> **What you have to do**
Retype every line below precisely as it appears.
··· Available data ···
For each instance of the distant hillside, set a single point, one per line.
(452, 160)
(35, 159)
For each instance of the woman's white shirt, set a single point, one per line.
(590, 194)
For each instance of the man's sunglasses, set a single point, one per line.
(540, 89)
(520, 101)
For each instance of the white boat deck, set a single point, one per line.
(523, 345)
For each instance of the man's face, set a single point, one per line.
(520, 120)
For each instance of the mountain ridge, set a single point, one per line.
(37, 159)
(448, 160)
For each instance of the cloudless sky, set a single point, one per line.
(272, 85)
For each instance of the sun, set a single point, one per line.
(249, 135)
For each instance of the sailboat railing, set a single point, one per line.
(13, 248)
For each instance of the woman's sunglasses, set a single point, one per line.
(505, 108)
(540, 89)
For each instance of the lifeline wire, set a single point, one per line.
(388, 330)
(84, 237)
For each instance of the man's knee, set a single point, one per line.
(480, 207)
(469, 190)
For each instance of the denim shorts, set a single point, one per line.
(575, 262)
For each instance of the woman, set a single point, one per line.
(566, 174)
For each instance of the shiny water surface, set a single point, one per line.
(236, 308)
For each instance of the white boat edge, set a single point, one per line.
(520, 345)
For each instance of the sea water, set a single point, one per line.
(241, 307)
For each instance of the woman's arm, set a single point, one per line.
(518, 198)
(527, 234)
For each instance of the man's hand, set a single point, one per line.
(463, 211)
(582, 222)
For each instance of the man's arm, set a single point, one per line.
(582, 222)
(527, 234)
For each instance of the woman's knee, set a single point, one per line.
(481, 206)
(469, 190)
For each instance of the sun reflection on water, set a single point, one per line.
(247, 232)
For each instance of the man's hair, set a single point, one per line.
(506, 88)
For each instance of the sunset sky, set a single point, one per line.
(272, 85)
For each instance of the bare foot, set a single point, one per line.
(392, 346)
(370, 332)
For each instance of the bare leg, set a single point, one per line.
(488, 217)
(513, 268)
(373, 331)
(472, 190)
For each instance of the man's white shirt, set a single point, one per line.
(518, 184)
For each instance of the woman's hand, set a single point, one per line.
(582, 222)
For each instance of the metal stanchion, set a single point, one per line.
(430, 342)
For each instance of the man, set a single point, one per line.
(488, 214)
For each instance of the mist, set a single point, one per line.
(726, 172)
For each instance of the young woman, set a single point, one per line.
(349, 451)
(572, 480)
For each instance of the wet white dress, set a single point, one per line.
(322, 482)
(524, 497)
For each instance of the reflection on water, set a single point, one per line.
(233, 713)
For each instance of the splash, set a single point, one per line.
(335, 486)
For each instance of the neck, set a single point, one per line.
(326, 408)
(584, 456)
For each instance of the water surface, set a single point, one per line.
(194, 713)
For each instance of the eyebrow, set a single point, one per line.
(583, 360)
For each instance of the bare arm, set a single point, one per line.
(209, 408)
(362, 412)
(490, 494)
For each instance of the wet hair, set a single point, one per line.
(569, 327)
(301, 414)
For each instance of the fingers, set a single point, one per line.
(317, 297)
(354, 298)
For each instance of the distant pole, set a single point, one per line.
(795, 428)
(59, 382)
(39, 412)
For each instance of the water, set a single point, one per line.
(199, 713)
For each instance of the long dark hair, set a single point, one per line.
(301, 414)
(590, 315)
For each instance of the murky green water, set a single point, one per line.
···
> **Answer for this exercise**
For each instance of the distant hillside, set a single point, one per line.
(452, 160)
(35, 159)
For each instance of the woman's white shirt, set a single point, one per line.
(590, 194)
For each instance of the man's sunglasses, set a single point, one per line.
(540, 89)
(520, 101)
For each instance of the white boat deck, set a single point, one per line.
(523, 345)
For each instance of the man's face, set a single point, one per line.
(520, 120)
For each instance of the mountain ridge, set a single point, one per line.
(37, 159)
(448, 160)
For each instance of the cloudless sky, set a single point, one per line.
(272, 85)
For each instance of the sun, set a single point, one per line.
(249, 135)
For each instance of the sailboat railing, set a single point, one per line.
(13, 248)
For each instance of the woman's sunglasses, set a single point, one per line.
(505, 108)
(540, 89)
For each instance of the lifeline wire, set a single point, one per line.
(388, 330)
(84, 237)
For each instance of the man's knee, set a single point, one per line.
(480, 207)
(469, 190)
For each instance of the denim shorts, set a single point, one per line.
(575, 262)
For each instance of the woman, set a single point, one per line.
(566, 174)
For each instance of the shiny water surface, set a single point, one per line.
(236, 308)
For each instance of the white boat edge, set a single point, one per line.
(520, 345)
For each instance of the sea water, set a single point, one per line.
(241, 307)
For each instance of the woman's arm, set a single point, one per line.
(518, 198)
(527, 234)
For each instance of the man's hand, set a single point, one per line.
(463, 211)
(582, 222)
For each instance of the man's arm, set a single point, one per line.
(582, 222)
(527, 234)
For each instance of the woman's knee, set a single point, one per line.
(481, 206)
(469, 190)
For each instance of the sun reflection on water, set a single point, one per line.
(247, 232)
For each instance of the man's hair, set a single point, one per line.
(506, 88)
For each instance of the sunset sky, set a single point, one per line.
(272, 85)
For each instance of the bare foot, set a single point, one per line.
(392, 346)
(370, 332)
For each instance of the bare leg, set a single point, one per line.
(488, 217)
(513, 268)
(373, 331)
(472, 190)
For each instance of the man's white shirt, set a single point, one per line.
(518, 184)
For each instance of the woman's hand, set a single point, one per line.
(582, 222)
For each instance of the metal stanchion, set a single point, one per line.
(430, 342)
For each instance of the man, set a single point, one per line.
(488, 214)
For each instance of the mist, set a single point, one per line.
(726, 172)
For each instance of the young woman, set a single point, one per line.
(349, 451)
(572, 480)
For each instance of the wet white dress, set a single point, one per line.
(322, 482)
(524, 497)
For each instance of the reflection on water, set a single point, one per line.
(233, 713)
For each instance of the splash, set a single point, one per line.
(335, 486)
For each instance of the neck, set a single point, one per line.
(326, 408)
(584, 456)
For each instance of the water surface, set a single point, one per line.
(194, 713)
For each instance of the eyebrow, set a single point, one per line.
(583, 360)
For each instance of the bare arm, set a single point, one per line.
(209, 408)
(362, 412)
(490, 494)
For each instance of the wet hair, set a single point, one per line.
(569, 327)
(301, 414)
For each instance of the fingers, set a single point, one per line.
(317, 297)
(354, 298)
For each instance of the distant pole, set a single point, one per line.
(795, 428)
(59, 382)
(39, 412)
For each instance of the water, set a single point, one per line.
(199, 713)
For each instance of the long dark hair, set a single point, one per line.
(301, 414)
(590, 315)
For each instance of the murky green water, set a single point, one per line.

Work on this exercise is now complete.